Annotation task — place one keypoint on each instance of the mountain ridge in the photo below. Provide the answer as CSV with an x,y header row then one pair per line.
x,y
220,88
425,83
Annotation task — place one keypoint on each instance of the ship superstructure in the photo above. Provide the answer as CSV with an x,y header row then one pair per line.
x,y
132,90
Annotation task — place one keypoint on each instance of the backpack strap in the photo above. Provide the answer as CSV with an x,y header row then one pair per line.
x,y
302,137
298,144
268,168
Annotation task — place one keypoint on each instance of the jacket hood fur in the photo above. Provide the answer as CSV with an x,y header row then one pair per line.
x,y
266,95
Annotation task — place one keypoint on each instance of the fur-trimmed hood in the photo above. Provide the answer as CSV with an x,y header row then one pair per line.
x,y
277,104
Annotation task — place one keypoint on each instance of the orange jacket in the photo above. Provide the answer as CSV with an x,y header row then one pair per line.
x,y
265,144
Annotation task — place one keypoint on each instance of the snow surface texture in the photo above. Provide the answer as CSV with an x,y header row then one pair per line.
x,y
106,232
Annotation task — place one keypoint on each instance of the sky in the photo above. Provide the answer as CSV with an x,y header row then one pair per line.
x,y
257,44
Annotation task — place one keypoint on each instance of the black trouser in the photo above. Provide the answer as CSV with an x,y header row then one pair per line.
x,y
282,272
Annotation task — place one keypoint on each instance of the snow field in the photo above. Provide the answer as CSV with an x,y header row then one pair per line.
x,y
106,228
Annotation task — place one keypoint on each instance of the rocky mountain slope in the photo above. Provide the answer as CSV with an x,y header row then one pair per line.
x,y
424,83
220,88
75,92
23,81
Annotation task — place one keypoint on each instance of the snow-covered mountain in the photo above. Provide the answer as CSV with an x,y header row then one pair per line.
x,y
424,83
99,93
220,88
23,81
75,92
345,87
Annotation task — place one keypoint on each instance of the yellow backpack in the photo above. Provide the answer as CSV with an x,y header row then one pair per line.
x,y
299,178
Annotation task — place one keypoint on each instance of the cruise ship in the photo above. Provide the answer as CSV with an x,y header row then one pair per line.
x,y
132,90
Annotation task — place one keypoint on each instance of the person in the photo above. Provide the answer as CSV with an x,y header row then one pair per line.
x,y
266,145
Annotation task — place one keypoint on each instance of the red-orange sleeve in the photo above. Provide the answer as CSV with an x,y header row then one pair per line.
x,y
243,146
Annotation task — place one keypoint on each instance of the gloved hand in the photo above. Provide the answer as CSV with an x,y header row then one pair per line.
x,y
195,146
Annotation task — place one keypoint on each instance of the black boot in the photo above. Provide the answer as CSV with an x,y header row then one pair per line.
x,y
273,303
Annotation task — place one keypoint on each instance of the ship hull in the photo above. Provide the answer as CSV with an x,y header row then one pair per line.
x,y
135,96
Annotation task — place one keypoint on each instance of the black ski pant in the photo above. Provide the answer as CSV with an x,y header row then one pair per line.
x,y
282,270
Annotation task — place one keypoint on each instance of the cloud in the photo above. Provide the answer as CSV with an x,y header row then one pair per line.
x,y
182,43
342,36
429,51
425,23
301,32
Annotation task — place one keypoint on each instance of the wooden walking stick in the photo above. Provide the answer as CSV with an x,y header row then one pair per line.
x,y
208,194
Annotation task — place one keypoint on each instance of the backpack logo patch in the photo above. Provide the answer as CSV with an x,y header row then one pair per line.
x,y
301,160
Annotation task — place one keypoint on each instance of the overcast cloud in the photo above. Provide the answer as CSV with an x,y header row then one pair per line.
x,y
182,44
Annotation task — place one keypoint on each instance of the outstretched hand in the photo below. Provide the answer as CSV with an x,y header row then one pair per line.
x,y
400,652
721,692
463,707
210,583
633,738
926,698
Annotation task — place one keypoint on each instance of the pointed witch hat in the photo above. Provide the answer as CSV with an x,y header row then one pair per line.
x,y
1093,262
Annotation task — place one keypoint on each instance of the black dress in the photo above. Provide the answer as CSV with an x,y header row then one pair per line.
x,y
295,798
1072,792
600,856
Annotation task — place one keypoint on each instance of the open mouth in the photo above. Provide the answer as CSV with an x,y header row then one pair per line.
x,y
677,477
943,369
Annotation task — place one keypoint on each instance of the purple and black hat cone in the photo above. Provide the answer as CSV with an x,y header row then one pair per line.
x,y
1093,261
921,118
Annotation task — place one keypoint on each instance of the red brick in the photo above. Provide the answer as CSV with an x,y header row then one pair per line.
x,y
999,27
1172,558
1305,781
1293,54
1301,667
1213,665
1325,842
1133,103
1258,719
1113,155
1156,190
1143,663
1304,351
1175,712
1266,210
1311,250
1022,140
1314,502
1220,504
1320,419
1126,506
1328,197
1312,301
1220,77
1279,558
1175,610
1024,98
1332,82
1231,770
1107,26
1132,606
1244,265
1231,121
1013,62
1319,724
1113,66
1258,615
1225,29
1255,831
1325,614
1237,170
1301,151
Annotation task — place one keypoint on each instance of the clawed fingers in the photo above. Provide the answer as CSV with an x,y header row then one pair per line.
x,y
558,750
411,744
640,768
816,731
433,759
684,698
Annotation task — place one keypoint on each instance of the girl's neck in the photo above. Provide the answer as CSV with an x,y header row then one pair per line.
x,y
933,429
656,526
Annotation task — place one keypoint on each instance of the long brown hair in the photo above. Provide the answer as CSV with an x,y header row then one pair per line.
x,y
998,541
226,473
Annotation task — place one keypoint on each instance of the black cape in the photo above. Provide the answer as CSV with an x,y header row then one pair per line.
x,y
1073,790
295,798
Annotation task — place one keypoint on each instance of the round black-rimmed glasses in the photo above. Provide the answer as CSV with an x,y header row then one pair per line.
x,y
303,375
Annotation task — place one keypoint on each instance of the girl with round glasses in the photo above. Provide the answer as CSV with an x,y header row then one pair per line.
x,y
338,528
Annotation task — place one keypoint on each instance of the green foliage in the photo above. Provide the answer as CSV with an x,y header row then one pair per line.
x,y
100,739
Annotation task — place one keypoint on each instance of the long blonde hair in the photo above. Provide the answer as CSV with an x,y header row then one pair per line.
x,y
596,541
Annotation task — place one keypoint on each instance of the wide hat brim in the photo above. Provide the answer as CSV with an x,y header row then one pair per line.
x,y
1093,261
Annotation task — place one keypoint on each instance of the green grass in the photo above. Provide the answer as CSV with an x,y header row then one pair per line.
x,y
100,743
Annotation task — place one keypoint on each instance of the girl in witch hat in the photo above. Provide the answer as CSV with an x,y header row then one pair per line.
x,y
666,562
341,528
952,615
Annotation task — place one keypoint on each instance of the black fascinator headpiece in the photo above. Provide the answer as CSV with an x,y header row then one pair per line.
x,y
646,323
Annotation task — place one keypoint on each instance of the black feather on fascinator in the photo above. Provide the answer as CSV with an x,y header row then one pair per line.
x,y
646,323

+===+

> Work item
Repeat the data word for word.

> Response area
Annotation task — place one keypoint on each instance of the mountain ridge in the photo below. Provide the answer as CSV with an x,y header row then one pair per line.
x,y
220,88
425,83
Annotation task — place one keypoint on each instance of the ship superstructure in the photo above. Provide the answer as CSV with an x,y header row then one pair per line.
x,y
132,90
Annotation task — place one keypoint on each instance of the backpack strap in the photo above. Provide the answer as CSV with an x,y header row then one pair per line.
x,y
302,137
298,144
268,168
Annotation task — place one keypoint on each instance of the jacket hood fur in the photo above. Provide the answer as CSV with an x,y header row then one pair per line.
x,y
266,95
Annotation task — place one keypoint on each instance of the fur-trimmed hood in the photo above. Provide the answer as CSV with an x,y header row then one pair per line.
x,y
277,104
Annotation task — place one keypoint on each instance of the orange jacket in the photo above. Provide the answer as CSV with an x,y header row then one pair per line.
x,y
265,144
Annotation task — place one keypoint on each instance of the snow surface texture in the photo above. Provide the answer as CSV with an x,y header row then one pair per line.
x,y
106,232
Annotation task — place one keypoint on each instance of the sky in the photo above. Provide the answer as CSV with an x,y header row then one pair per line.
x,y
257,44
Annotation task — place one keypoint on each instance of the black trouser in the photo above. Provide the answer as CSV with an x,y header row then one pair per line.
x,y
282,272
Annotation task — place one keypoint on each instance of the snow field in the photo above. Provide the answer as CSV with an x,y header row then one pair per line.
x,y
106,228
Annotation task — place one keypoint on each instance of the rocky mountain slope in the photo above. Provide the answer as CSV with an x,y header row then one pair per line.
x,y
424,83
220,88
75,92
23,81
Annotation task — place one keypoint on each instance of the snow-covered mountain in the photo above. Provide the answer as CSV with an x,y header row then one pair per line.
x,y
424,83
99,93
220,88
23,81
75,92
345,87
Annotation task — place one keypoint on each instance of the yellow backpack in the photo above. Provide the answer as CSV with an x,y header row then one pair per line.
x,y
299,178
Annotation task — place one keypoint on each instance of the cruise ship in the photo above. Provide the answer as CSV with an x,y header row then one pair per line.
x,y
132,90
Annotation task — place one keypoint on each instance of the person in the photo above. Provide the answer as CSV with an x,y header row then one pair per line.
x,y
266,145
Annotation task — place one keypoint on each instance of the red-orange sleeve in the photo above. Provide the answer as CSV with an x,y header row then one pair per line.
x,y
243,146
Annotation task — place one keypoint on each instance of the gloved hand in the photo above. Provide the answer as CSV with an x,y header row then one pair per line.
x,y
195,146
Annotation task — place one keypoint on each instance of the black boot in the photo above. Provide the answer as CSV with an x,y header row then one pair per line.
x,y
273,303
Annotation task — place one keypoint on each instance of the ship hull in the photo above. Provide the answer as CSV with an x,y header row then one pair per line.
x,y
135,96
Annotation task — place one keypoint on each instance of the black ski pant in the photo above. Provide the answer as CSV with an x,y header row then one pair per line.
x,y
282,270
Annotation task — place one keypoint on each instance of the cloud in the photo above. Provide the answer as CSV with an x,y header row then one pair per line.
x,y
182,43
342,36
429,51
425,23
301,32
Annotation task — place one keypoint on each instance of the wooden walking stick in the photo above. Provide the answer as CSV with an x,y header row then one pair per line.
x,y
208,194
Annotation task — place one keypoint on each instance of the backpack logo patch in the photo above. Provide the answer as CSV with an x,y header row then one pair per line.
x,y
301,160
Annotation task — place one keypoint on each instance of the overcast cloud in the photo above. Provide the answer as CSV with an x,y header row then one pair per line.
x,y
182,44
Annotation task — place one keypoint on each instance of the outstretched hand in the photo below. Provide the answer as CSV with an x,y header row then one pair per line.
x,y
400,652
721,692
463,707
210,583
633,738
926,698
Annotation task — place one keypoint on each instance of the pointed witch hat in the photo above. Provide the answer as CSV with an x,y header row then one pair per line.
x,y
1093,262
Annotation task — place one keypoint on each instance of the black dress in the photo above. Provide the answer as CSV with an x,y header row then one pair per line.
x,y
295,798
1072,792
600,856
Annotation task — place one keypoint on each instance of the open mouth in the photo above. Provide the answer as CSV with an x,y header row then one pair per line.
x,y
677,477
943,369
Annotation task — place one keypoint on each instance of the purple and black hat cone in the photo above. Provide the answer as CSV with an x,y header row then one pair per line.
x,y
1093,261
921,118
Annotation task — place one keypoint on each instance of the red brick in the photo above. Provide the answer as CSV with an x,y header row then one pair per line.
x,y
999,27
1172,558
1305,781
1293,54
1301,667
1213,665
1325,842
1133,103
1258,719
1113,155
1156,190
1143,663
1304,351
1175,712
1266,210
1311,250
1022,140
1314,502
1220,504
1320,419
1126,506
1328,197
1312,301
1220,77
1279,558
1175,610
1024,98
1332,82
1231,770
1107,26
1132,606
1244,265
1231,121
1013,62
1319,724
1113,66
1258,615
1225,29
1255,831
1325,614
1237,170
1301,151
Annotation task — place one keypoint on each instance of the clawed fingers in the photo above. Provide the answer as CSV with an x,y header row then one pair per line.
x,y
558,750
411,744
640,768
816,731
433,759
684,698
Annotation task — place one keypoint on each instance of the girl's neck in the photo above. Provide the answer as CSV with an x,y header row then one pair per line.
x,y
933,429
656,526
Annotation task — place one keypoint on each instance of the long brown hair in the photo above. Provide the answer as CSV with an x,y header row then one pair per line.
x,y
998,541
226,473
Annotation task — place one keypoint on each instance of the black cape in the photo above. Provide the answer as CSV with an x,y header row then one pair per line.
x,y
1073,790
295,798
Annotation task — place one keypoint on each instance of the round black-rimmed glasses in the photo above. Provide the answer as CSV with an x,y header row then one pair per line.
x,y
303,375
Annotation task — place one keypoint on each instance of the girl with round glasses in the photo above. Provide the answer as CSV with an x,y header row then one pair per line.
x,y
338,528
Annotation task — place one keypoint on each instance of the green foliage in the photo above. Provide the answer as CSV with an x,y header row then one pair per line.
x,y
100,739
Annotation task — place one keypoint on each instance of the long blonde hair in the photo above. Provide the answer as CSV with an x,y header row then one pair per line.
x,y
596,541
Annotation task — place one keypoint on each instance of the wide hat brim in the photo above. Provide the answer as CSV with an x,y header row then one pair per line.
x,y
1093,261
Annotation task — place one keypoint on each instance of the green grass in the photo above. Provide the answer as CSV with an x,y header row then one pair per line.
x,y
100,743
Annotation task — place one keypoint on each instance of the girl in witch hat in the photo above. Provide the answer as CSV with an x,y header row then one pair per line.
x,y
666,562
341,528
952,615
Annotation task — place one keypoint on each instance of the black fascinator headpiece in the photo above. Provide the answer as CSV with an x,y header row then one pair per line.
x,y
646,323
Annotation task — place one keypoint on each instance of the black feather on fascinator in the photo above. Provide the answer as CSV with an x,y header row then one pair per line.
x,y
646,323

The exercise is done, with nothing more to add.